▶ [WRITTEN REQUEST]
Reproduce the data line for line, starting at its first line and ending at the line that contains "point(834, 307)", including both of those lines and nothing after them.

▶ [RECORDS SHOWN]
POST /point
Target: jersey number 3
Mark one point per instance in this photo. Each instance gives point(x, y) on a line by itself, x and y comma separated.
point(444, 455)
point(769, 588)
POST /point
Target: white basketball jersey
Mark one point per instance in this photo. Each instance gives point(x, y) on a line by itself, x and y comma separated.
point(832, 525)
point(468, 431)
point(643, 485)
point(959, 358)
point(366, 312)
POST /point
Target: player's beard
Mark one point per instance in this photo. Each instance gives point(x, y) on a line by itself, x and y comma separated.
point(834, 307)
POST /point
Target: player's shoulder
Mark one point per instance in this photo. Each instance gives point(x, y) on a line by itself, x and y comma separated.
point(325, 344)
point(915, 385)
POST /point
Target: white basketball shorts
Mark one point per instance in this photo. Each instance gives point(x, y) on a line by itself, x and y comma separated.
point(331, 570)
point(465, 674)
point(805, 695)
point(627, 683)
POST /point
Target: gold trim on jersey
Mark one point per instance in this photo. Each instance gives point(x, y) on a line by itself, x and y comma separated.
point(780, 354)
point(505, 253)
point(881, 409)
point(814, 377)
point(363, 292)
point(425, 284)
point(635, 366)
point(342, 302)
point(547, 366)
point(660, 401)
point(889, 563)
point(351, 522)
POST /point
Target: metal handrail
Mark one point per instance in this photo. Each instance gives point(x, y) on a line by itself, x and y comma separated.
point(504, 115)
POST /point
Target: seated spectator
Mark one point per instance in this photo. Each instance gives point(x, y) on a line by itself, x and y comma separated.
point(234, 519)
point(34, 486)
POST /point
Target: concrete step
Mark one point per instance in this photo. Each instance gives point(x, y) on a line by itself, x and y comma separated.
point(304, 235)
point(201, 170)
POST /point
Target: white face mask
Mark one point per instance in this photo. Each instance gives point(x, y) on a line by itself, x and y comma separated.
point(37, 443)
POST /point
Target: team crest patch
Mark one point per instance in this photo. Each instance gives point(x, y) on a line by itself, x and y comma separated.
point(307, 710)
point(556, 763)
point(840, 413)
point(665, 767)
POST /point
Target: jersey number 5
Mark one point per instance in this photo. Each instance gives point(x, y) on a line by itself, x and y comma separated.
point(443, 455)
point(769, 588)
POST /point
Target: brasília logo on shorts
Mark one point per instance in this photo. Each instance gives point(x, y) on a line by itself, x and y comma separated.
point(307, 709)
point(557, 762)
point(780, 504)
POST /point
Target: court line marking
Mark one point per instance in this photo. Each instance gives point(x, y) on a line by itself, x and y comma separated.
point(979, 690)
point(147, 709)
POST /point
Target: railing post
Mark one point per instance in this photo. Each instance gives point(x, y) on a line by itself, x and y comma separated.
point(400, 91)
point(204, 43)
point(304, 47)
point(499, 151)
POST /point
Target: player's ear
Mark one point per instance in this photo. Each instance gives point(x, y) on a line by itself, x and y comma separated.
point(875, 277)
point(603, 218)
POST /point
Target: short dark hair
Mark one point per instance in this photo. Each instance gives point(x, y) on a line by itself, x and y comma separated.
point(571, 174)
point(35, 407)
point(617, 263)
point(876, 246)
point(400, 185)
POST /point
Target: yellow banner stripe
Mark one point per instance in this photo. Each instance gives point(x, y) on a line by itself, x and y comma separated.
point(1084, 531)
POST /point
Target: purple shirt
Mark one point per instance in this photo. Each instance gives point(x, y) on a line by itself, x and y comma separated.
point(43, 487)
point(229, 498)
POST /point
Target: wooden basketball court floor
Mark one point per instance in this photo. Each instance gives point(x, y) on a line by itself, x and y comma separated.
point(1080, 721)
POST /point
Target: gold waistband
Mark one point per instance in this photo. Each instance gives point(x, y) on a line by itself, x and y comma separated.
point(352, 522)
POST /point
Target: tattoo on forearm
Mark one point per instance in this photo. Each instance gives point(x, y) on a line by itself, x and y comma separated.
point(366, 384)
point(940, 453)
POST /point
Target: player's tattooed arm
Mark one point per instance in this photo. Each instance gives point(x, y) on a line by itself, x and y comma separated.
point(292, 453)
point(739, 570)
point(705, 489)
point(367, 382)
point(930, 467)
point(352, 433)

▶ [SOLUTION FOR THIS EXERCISE]
POST /point
Target: jersey number 3
Mark one point per instance in this photo. Each instance gives point(x, y) on a line by itself, x and y comma separated.
point(444, 455)
point(769, 588)
POST /point
Target: white basketball jersey
Mark one point per instance in this photo. Each instance gives point(x, y) on a line by itself, x and y comma separated.
point(832, 525)
point(468, 431)
point(643, 485)
point(959, 358)
point(366, 312)
POST /point
Target: player's beard
Mark one point per instance in this photo. Each instance gives point(x, y) on a line by itself, x and y comma separated.
point(834, 307)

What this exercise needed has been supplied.